**WHAT YOU ARE ASKED TO DO**
Every record that follows is to be copied exactly, with the pictures omitted.

**DATA TO USE**
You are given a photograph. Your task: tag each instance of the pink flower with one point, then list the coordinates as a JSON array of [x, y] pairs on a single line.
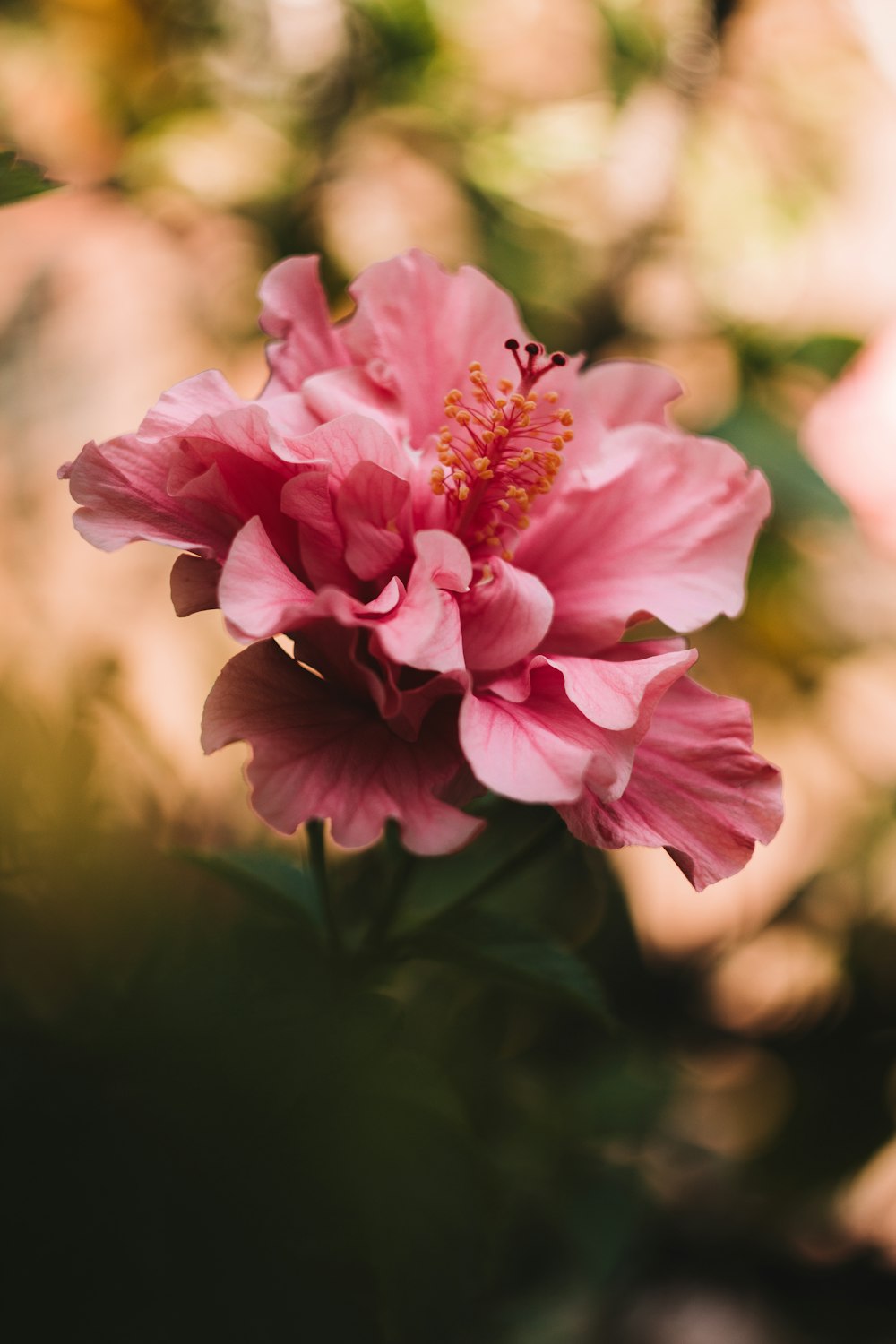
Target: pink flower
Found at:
[[454, 530]]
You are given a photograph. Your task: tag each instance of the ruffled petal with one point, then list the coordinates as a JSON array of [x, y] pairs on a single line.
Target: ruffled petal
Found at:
[[349, 392], [557, 726], [417, 328], [504, 618], [665, 531], [319, 753], [194, 585], [425, 632], [696, 788], [368, 507], [295, 312], [260, 596], [349, 440], [322, 545]]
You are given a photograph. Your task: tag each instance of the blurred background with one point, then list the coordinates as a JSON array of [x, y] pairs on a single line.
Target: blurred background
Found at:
[[710, 185]]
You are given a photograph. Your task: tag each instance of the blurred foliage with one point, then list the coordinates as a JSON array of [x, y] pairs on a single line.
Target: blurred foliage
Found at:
[[501, 1116], [19, 180]]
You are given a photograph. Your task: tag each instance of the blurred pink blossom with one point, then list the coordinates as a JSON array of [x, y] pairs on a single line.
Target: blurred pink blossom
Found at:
[[408, 504]]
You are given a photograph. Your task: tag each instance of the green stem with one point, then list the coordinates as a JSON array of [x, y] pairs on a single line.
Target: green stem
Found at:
[[317, 862], [402, 866]]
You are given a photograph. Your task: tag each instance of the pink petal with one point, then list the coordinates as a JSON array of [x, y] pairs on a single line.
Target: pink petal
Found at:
[[185, 402], [629, 392], [621, 693], [349, 440], [425, 632], [696, 788], [560, 725], [295, 311], [322, 545], [349, 392], [538, 752], [668, 531], [319, 753], [191, 488], [417, 328], [123, 491], [194, 585], [505, 617], [367, 507], [258, 594]]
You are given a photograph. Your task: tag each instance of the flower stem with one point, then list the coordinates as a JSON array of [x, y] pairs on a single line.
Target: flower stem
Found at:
[[402, 866], [317, 860]]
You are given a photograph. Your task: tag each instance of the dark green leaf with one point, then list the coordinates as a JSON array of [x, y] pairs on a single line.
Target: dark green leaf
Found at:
[[519, 956], [511, 838], [269, 878], [21, 179], [828, 354], [770, 445]]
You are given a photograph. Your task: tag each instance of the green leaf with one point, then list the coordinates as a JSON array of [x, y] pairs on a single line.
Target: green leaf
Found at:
[[21, 179], [519, 956], [511, 839], [268, 878], [797, 488]]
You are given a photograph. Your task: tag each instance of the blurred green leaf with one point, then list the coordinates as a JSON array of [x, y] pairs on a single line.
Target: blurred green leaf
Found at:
[[435, 886], [519, 956], [268, 878], [826, 354], [770, 445], [21, 179]]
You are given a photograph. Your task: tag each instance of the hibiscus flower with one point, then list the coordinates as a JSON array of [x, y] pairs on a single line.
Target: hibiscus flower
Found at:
[[433, 537]]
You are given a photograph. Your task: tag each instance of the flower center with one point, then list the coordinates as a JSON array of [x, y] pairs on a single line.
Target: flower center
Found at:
[[503, 452]]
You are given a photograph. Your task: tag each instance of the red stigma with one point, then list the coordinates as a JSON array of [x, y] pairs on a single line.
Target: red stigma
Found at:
[[532, 370]]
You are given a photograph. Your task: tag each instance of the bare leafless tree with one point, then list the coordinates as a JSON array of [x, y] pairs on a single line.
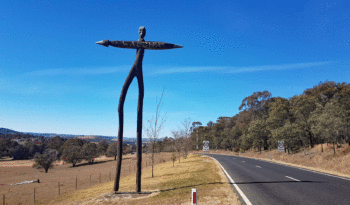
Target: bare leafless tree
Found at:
[[178, 141], [154, 129]]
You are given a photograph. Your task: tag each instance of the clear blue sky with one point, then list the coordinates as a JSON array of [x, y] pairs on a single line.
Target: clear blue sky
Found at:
[[55, 79]]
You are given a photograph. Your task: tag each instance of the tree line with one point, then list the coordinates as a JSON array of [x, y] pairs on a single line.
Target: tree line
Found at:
[[319, 115]]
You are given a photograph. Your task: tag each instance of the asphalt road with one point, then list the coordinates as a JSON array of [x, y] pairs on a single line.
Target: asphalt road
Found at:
[[264, 182]]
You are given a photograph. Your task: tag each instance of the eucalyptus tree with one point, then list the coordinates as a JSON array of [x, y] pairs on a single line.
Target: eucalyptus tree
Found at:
[[302, 107], [331, 121]]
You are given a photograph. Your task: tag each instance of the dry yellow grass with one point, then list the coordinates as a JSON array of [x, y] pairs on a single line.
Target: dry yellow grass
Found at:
[[170, 185]]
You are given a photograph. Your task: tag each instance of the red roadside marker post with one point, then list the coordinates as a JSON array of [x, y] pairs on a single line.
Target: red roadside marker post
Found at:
[[194, 196]]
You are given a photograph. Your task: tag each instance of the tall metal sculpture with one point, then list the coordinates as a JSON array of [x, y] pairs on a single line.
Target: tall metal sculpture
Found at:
[[136, 71]]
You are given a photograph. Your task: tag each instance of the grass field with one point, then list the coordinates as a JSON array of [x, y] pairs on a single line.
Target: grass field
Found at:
[[170, 185]]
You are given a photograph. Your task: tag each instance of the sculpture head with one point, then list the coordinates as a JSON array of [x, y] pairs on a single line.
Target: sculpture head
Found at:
[[142, 32]]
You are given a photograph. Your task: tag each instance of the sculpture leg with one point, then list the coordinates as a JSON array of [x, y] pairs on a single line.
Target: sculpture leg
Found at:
[[139, 131], [126, 85]]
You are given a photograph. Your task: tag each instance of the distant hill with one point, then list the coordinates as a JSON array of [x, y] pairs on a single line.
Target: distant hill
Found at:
[[92, 138], [7, 131]]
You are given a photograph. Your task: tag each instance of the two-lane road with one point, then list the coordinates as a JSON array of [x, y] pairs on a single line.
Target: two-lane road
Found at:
[[263, 182]]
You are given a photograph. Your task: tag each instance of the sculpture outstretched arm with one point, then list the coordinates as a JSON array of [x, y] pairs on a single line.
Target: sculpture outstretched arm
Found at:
[[105, 43]]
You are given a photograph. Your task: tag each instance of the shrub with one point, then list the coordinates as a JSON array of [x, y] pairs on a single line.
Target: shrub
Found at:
[[72, 154], [89, 152], [45, 160]]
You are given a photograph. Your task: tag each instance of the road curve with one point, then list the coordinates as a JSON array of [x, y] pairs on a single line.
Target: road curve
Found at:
[[262, 182]]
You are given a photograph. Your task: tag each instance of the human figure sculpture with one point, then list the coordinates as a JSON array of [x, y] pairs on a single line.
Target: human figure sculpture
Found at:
[[136, 71]]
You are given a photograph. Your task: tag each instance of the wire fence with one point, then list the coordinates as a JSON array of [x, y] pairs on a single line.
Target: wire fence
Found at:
[[42, 192]]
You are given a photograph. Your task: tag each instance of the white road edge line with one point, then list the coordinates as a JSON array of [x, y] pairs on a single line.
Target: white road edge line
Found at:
[[246, 200], [309, 170], [293, 178]]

**EXPECTED ANSWER**
You are given a photograph. Your task: tag each instance of the pink flower with one point, then list the coordinates as a JSON array of [x, y] pairs on a single line.
Target: pink flower
Found at:
[[454, 530]]
You are given a photograph. Your task: tag each instance of the ruffled petal with one point, then list the coordinates as a JSON array of [x, y] pairs on a single line.
Target: ruffled petal
Found at:
[[349, 392], [557, 726], [417, 328], [504, 618], [665, 531], [319, 753], [194, 585], [425, 632], [696, 788], [368, 507], [295, 312], [260, 596], [349, 440], [322, 545]]
You are given a photograph. Your task: tag each instance of the blurred background with one point, then list the coordinates as a JSON array of [x, y] pairs on a single line.
Target: blurred background
Found at:
[[710, 185]]
You are given a photograph. Your task: tag each instance of the blurred foliage with one point, then list the coordinates as a JSON array of [x, y] pairs on a single line.
Target: blurred foliage
Found at:
[[501, 1116], [19, 180]]
You are given a photograph. Your task: tag each instance of the blurred pink blossom with one point, then list the coordinates as a JSON array of [x, y] pairs on a single line.
Target: blurred pink blossom
Found at:
[[408, 504]]
You are given a photograph. Your task: tag each instance of the green stem with one point, then list the coordinates as a JSON array of [x, y] pairs on a single line.
Target: green stem
Found at:
[[317, 862], [402, 866]]
You are given a photograph. Your task: tag each instance of the pink petal with one point, then list the coordinates as a JSON array of [x, y] pairs on a single line.
Target: pink petal
Found at:
[[185, 402], [629, 392], [621, 693], [349, 440], [425, 632], [696, 788], [560, 725], [295, 311], [322, 545], [349, 392], [538, 752], [668, 531], [319, 753], [191, 488], [417, 328], [123, 491], [194, 585], [505, 617], [367, 507], [258, 594]]
You are given a photograph. Your task: tag each instance of the flower stem with one point, then list the coordinates as a JSON array of [x, y] pairs on a single line.
Target: flower stem
Found at:
[[402, 866], [317, 860]]
You are given a photograph. Your task: tag each instance of the dark green leaf with one point, then list the coordinates as a JSON array of [x, y] pairs on a single line.
Target: dark green leaf
Found at:
[[519, 956], [511, 838], [269, 878], [21, 179], [828, 354], [770, 445]]
You are given a photograph. Your task: tag each instance of the green leaf with one point, then list the coordinates as a JSON array of [x, y] pairs on a single line.
Target: green leaf
Found at:
[[21, 179], [519, 956], [511, 839], [268, 878], [797, 488]]
You are given a photograph. Your task: tag each instance of the blurred green leaf with one point, then list the coordinates as a JSON array of [x, y] pairs on a single line.
Target: blurred green leaf
Found at:
[[435, 886], [519, 956], [268, 878], [826, 354], [770, 445], [21, 179]]
You are given a photograph. Your task: tag each instance of the hibiscus flower with one point, then list the coordinates as a JSON array of [x, y] pairs on a single line.
Target: hibiscus flower
Found at:
[[433, 537]]
You are given a photograph. Your task: tag each instance of the flower center with one point, then list the coordinates as a JSON array of [x, y] pairs on a single line.
Target: flower center
Found at:
[[503, 452]]
You are given a photograph. Your task: tag each instance of the red stigma with one point, then list the coordinates as a JSON array of [x, y] pairs on a single line.
Target: red stigma
Found at:
[[532, 370]]
You are given a photograph. Your task: tag each instance of the bare leafless tree with one point, then list the coordinates as a JSON array of [x, y] pairs on a single line.
Target: bare leafless tree
Found at:
[[178, 141], [154, 129]]
You are given a photograph. Your task: tag each instance of the clear blue sky with one point, then list the coordinates as a JSON array of [x, y] pairs on a single line.
Target: clear blue sky
Found at:
[[55, 79]]
You are given a photograph. Your task: tag each instance of the tree line with one point, then list the coordinates as a JSON array of [x, y] pairs on a single line.
Target: tree line
Found at:
[[319, 115]]
You are given a photograph. Your task: tag each instance of the asphalt road with one point, then list the coordinates as a JSON array of [x, y] pairs on a single line.
Target: asphalt road
Found at:
[[264, 182]]
You are given a photograph. Your task: tag each instance of the eucalyptus tree with one point, then list the coordinates as a JSON array of [x, y] pairs on a single line.
Target: eucalyptus tree
Found at:
[[302, 107], [331, 121]]
You are given a photograph. Your task: tag each instance of the dry yellow grass with one point, then list the coordinates as a JSON array of [x, y] pairs on a single line.
Target: dry yellow grass
Found at:
[[170, 185]]
You are given a photograph. Your task: tag each instance of the red roadside marker post with one point, then list the coordinates as a JSON array of [x, y] pairs on a single line.
Target: red roadside marker post
Found at:
[[194, 196]]
You are given a photograph. Your task: tag each instance of the tall metal sculpture with one point, then list the coordinates as a JSON array of [x, y] pairs on a single line.
Target: tall metal sculpture
Found at:
[[136, 71]]
You are given a photograph. Your task: tag each instance of the grass field with one point, then list the coordinates as a JSON array of [x, y] pairs on a single line.
Target: grass field
Found at:
[[170, 185]]
You are given a photograph. Your task: tag each instance of the sculpture head with one point, then list the coordinates as a JSON array of [x, y] pairs on a single line.
Target: sculpture head
Found at:
[[142, 32]]
You are given a photograph. Your task: tag each instance of the sculpture leg with one point, then list the coordinates as a JSON array of [x, y] pairs on a single line.
Target: sculpture leg
Found at:
[[139, 131], [126, 85]]
You are given a photograph. Your task: tag each instance of the distant hill with one point, then list the coordinates as a JSON array of [x, y] pairs on a single line.
Target: distant hill
Found at:
[[92, 138], [7, 131]]
You are given a photograph. Your task: tag each instance of the two-lane road with one point, then list the coordinates as a JSON array of [x, y] pairs on a single line.
Target: two-lane road
Found at:
[[263, 182]]
You are given a photograph. Your task: tag each instance of the sculpture outstretched arm with one point, then list the coordinates as a JSON array of [x, y] pairs on a single line.
Target: sculpture outstretched arm
Found at:
[[105, 43]]
You are given a photograph. Your task: tag each instance of the shrub with one point, then list the coordinates as a JSON array of [x, y] pairs on a single line.
Target: shrub
Found at:
[[72, 154], [89, 152], [45, 160]]
You are given a photograph. Your task: tag each instance of the road curve with one point, then list the coordinates as a JSON array of [x, y] pairs on a single line.
Target: road curve
Found at:
[[262, 182]]
You are given a photograph. Your task: tag each instance of the human figure sculpture with one point, then list the coordinates as a JSON array of [x, y] pairs on a single line.
Target: human figure sculpture
Found at:
[[136, 71]]
You are given a photograph. Your task: tag each instance of the wire fence with one point, then list the coordinates as a JSON array of [x, y] pairs on a single line.
Target: wire fence
Found at:
[[42, 192]]
You are given a photograph. Your task: tag each instance of the white road edge line with one point, then list the coordinates as a JSON array of [x, y] pairs on a single line.
Target: white road edge line
Found at:
[[246, 200], [309, 170], [293, 178]]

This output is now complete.